DIRECTIVE | Pick out every line in the records that contains the word "Prompts", matching case exactly.

EXERCISE INPUTS |
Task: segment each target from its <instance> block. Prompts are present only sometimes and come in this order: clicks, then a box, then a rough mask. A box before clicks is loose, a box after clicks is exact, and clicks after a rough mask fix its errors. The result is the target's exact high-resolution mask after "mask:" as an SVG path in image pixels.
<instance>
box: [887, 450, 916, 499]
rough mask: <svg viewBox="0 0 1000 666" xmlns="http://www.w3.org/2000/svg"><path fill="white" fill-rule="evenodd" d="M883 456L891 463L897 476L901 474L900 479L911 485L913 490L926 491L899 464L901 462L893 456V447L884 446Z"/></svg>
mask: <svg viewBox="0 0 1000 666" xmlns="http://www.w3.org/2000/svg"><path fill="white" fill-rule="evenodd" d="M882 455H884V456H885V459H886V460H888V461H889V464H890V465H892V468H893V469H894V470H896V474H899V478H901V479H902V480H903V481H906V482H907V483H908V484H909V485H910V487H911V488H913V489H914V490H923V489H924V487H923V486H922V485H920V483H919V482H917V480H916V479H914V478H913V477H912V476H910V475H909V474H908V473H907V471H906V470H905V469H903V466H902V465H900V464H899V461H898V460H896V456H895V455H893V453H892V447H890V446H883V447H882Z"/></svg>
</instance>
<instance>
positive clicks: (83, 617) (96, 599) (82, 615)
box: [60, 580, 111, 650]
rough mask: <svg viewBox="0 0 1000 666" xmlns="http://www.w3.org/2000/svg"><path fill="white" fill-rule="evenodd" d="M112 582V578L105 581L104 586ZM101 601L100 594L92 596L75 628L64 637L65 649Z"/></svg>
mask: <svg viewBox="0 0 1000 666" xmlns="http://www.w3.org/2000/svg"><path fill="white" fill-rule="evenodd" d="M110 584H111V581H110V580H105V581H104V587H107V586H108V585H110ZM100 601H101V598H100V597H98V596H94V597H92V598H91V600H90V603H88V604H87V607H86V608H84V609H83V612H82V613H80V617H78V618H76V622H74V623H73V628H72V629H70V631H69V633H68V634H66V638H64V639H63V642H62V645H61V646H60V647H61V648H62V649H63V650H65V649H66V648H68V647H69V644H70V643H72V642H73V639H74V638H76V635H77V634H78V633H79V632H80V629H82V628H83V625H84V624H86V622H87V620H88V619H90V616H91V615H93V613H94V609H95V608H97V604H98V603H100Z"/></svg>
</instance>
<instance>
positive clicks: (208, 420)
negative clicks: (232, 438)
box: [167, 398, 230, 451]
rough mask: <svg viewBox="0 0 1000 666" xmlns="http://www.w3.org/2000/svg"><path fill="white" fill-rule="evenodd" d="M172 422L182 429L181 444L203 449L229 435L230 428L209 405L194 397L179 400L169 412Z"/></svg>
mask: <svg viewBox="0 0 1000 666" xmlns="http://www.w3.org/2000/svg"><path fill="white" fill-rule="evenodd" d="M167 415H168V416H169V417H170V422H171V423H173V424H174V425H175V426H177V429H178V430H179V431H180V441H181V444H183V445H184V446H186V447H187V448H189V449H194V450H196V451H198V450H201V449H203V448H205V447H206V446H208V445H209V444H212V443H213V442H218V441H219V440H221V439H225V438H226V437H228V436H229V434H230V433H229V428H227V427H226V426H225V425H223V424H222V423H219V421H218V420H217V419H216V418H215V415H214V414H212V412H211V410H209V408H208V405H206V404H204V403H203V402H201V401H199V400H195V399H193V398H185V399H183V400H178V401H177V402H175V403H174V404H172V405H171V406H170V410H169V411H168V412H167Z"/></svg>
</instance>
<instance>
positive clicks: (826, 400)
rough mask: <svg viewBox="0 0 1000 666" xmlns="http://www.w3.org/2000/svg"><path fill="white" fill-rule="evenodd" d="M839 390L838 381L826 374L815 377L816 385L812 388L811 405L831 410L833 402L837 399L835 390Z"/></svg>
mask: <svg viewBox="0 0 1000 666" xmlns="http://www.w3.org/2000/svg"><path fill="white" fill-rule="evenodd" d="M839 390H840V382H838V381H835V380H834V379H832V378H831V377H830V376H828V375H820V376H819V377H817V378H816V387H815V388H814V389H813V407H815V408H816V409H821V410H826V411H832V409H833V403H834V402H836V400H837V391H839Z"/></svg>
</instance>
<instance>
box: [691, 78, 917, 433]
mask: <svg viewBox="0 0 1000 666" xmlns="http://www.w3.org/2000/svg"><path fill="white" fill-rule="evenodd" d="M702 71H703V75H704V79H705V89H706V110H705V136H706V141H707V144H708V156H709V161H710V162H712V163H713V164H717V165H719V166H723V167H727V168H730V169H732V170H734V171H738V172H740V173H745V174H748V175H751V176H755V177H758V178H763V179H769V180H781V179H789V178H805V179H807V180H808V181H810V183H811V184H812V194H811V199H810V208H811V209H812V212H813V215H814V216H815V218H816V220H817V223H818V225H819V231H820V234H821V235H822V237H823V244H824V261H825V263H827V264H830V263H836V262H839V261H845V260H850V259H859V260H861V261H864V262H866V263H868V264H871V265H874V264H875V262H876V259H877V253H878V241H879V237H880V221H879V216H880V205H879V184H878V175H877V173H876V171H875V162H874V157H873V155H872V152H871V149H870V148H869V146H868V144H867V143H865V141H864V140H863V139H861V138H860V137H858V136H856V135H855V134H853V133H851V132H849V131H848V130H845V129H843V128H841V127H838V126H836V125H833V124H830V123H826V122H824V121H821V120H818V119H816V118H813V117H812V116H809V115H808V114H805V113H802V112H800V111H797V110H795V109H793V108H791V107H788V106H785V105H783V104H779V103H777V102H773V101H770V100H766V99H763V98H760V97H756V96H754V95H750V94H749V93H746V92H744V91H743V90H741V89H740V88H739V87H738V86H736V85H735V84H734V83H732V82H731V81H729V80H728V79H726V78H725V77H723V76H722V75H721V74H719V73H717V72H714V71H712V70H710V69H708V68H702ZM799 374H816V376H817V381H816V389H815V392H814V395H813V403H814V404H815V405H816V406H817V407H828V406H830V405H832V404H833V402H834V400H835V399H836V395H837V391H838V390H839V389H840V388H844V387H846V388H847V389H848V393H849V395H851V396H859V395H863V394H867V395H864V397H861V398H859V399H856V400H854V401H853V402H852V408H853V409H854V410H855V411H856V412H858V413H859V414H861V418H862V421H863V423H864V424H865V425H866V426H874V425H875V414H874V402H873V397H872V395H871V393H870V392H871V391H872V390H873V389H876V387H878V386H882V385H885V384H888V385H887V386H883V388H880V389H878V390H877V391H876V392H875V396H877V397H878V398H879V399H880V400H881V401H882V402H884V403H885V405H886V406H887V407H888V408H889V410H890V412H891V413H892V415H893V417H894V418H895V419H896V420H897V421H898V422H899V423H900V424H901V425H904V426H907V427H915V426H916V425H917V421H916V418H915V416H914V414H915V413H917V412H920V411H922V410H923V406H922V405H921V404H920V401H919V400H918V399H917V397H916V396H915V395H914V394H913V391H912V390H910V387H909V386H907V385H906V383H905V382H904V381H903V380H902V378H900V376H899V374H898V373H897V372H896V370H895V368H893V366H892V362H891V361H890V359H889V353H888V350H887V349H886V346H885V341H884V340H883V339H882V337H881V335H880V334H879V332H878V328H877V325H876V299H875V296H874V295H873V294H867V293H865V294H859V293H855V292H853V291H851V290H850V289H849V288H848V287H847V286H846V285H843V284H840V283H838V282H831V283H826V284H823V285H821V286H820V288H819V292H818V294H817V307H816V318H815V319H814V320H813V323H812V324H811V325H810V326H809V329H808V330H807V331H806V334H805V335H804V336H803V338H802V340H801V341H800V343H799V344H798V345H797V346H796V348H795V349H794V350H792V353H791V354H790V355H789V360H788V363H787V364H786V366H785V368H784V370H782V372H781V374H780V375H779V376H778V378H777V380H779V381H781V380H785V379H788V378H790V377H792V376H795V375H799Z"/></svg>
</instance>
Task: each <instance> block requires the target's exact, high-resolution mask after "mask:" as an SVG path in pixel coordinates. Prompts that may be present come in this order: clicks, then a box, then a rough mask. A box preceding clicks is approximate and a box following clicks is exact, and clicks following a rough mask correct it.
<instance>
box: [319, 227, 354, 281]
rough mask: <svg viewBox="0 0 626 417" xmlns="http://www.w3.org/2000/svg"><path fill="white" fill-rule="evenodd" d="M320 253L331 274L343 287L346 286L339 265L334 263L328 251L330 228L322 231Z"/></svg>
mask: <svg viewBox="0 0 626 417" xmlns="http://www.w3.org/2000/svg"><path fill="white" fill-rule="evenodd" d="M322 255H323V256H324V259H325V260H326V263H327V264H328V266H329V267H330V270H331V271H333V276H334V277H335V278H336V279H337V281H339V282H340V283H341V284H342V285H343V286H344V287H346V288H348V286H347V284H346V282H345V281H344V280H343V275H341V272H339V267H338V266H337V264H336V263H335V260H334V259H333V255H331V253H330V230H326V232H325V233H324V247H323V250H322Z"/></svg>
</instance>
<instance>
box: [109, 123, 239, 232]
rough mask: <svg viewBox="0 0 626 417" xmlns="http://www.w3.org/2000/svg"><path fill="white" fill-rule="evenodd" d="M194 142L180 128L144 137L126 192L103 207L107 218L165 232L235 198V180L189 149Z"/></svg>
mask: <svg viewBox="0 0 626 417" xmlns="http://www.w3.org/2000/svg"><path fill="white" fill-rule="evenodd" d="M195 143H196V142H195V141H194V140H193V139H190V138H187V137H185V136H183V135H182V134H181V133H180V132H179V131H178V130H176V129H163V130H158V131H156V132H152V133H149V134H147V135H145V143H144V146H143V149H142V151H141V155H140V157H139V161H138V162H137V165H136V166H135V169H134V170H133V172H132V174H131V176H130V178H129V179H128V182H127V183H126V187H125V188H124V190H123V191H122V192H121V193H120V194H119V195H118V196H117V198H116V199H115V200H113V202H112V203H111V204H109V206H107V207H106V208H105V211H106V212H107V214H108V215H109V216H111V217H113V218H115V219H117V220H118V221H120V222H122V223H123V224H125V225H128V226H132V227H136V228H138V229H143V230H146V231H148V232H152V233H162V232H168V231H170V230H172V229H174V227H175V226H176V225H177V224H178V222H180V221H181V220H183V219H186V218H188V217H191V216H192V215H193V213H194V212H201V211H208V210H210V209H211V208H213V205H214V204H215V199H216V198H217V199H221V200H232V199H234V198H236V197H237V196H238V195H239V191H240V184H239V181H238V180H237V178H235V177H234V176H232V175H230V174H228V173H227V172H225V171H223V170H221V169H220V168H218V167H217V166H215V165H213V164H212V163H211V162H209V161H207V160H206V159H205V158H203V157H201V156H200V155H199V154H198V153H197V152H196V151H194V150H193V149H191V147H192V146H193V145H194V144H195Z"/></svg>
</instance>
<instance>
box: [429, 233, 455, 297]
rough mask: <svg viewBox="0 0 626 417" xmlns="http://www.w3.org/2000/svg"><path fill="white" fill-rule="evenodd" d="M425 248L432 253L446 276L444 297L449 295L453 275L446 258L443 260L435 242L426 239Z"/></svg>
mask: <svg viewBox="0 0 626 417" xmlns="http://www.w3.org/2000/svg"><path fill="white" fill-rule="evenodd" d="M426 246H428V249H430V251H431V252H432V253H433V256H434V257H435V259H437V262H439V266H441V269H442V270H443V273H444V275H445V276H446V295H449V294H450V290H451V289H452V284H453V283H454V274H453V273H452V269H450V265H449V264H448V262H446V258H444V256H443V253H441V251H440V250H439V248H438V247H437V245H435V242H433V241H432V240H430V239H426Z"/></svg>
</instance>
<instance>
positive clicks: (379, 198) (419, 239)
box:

TASK ANSWER |
Task: segment each target from its <instance> block. Prompts are present only sometimes and come in this order: clicks, then a box, then a rough mask. A box before clicks is loose, a box after clicks is exact, and clicks after a rough mask fix its errors. The result is the target's exact high-resolution mask after "mask:" as an SVG path in image pixels.
Task: each <instance> block requires the target's exact, high-resolution mask after "mask:" as an SVG path in pixel coordinates. Prompts that may be present come in this order: clicks, then a box, then a rough mask. A box preceding clicks is approximate and a box following clicks is exact, and clicks following a rough mask correct it.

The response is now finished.